### Texto:
Según Leibniz la extensión y el movimiento, la figura y el número no son sino determinaciones extrínsecas de la realidad, que no van más allá del plano de las apariencias, es decir, del fenómeno. La res extensade Descartes no puede ser la esencia de los cuerpos, porque no basta por sí sola para explicar todas las propiedades corpóreas. Por ejemplo, no puede explicar la inercia. Esto significa que hay algo que se encuentra más allá de la extensión y del movimiento, que no posee una naturaleza puramente geométrico-mecánica, y, pro tanto, física; en consecuencia, es de naturaleza metafísica: ésta es, precisamente, la fuerza, de la que proceden tanto el movimiento como la extensión.
Por esto, Leibniz creyó haber refutado a Descartes, gracias al descubrimiento de un memorable error cometido por Cartesius en una cuestión física: Descartes afirmaba que lo que permanece constante en los fenómenos mecánicos es la cantidad de movimiento; Leibniz, en cambio, demuestra que esto es insostenible científicamente, pues lo que permanece constante es la energía cinética, la “fuerza viva”, que se expresa mediante el producto de la masa por la aceleración.

### Consigna A:
En el texto sobre Leibniz, ¿qué cosas se consideran meras determinaciones extrínsecas de la realidad? Nómbralas todas.
### Consigna B:
Continúa el texto sobre Leibniz y Descartes a partir de su última oración.

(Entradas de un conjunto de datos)
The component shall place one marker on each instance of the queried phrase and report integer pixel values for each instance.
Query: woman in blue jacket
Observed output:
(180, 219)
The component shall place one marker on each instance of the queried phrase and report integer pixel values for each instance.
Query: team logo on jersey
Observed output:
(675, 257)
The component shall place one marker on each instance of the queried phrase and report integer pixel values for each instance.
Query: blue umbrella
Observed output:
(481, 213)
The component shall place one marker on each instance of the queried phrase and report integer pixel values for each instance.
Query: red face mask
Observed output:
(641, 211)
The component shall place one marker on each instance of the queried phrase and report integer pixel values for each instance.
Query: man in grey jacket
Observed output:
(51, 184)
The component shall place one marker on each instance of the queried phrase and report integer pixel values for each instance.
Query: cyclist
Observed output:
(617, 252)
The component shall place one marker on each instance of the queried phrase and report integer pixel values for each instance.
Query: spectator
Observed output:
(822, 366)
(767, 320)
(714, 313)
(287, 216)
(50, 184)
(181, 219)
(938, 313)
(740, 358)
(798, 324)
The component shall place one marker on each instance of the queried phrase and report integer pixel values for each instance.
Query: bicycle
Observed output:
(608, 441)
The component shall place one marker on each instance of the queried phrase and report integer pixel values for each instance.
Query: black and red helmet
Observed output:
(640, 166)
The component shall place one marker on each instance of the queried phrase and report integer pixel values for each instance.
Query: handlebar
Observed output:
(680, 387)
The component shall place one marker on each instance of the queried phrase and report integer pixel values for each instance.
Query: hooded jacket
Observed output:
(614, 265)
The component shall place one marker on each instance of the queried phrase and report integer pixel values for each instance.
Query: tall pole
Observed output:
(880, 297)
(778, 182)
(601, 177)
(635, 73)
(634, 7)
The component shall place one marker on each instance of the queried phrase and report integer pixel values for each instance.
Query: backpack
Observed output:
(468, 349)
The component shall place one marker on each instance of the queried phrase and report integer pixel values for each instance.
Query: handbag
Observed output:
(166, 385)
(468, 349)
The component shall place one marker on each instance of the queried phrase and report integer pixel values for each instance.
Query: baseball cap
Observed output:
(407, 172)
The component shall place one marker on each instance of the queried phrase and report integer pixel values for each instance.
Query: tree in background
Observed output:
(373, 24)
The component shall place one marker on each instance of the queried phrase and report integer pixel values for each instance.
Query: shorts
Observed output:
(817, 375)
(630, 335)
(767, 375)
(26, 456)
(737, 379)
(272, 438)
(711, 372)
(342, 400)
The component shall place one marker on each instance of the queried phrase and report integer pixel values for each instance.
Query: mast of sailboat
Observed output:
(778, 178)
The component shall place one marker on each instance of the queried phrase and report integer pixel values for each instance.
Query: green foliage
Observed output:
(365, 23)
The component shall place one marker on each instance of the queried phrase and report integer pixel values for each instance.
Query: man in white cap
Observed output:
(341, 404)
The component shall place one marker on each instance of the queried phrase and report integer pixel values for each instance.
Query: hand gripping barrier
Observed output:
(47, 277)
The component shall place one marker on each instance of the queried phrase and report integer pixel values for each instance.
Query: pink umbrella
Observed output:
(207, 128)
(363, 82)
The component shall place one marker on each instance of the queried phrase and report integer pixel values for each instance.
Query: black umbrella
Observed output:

### Respuesta A:
La extensión, el movimiento, la figura y el número.

### Respuesta B:
De este modo, la corrección de un error que Descartes cometió en física llevará a Leibniz a una conclusión filosófica importante: los elementos constitutivos de la realidad (el fundamento mismo de la realidad) son algo que se encuentra por encima del espacio, del tiempo y del movimiento; es decir, en aquellas sustancias tan criticadas por los modernos. Leibniz reintroduce así las sustancias en cuanto principios de fuerza. Desde esta perspectiva, Leibniz abandonó a Aristóteles y, tras aceptar el atomismo de Gassendi, superó al cartesianismo; aunque de nuevo acabó recuperando la noción aristotélica de sustancia, ahora replanteada por su propia posición. Leibniz aceptó el nombre de “entelequia” para referirse a la sustancia en cuanto poseedora de su propia determinación y perfección esencial (con su finalidad interna). Sin embargo, finalmente asumió el nombre de “mónada”, para indicar las sustancias-fuerza primigenias, de origen neoplatónico.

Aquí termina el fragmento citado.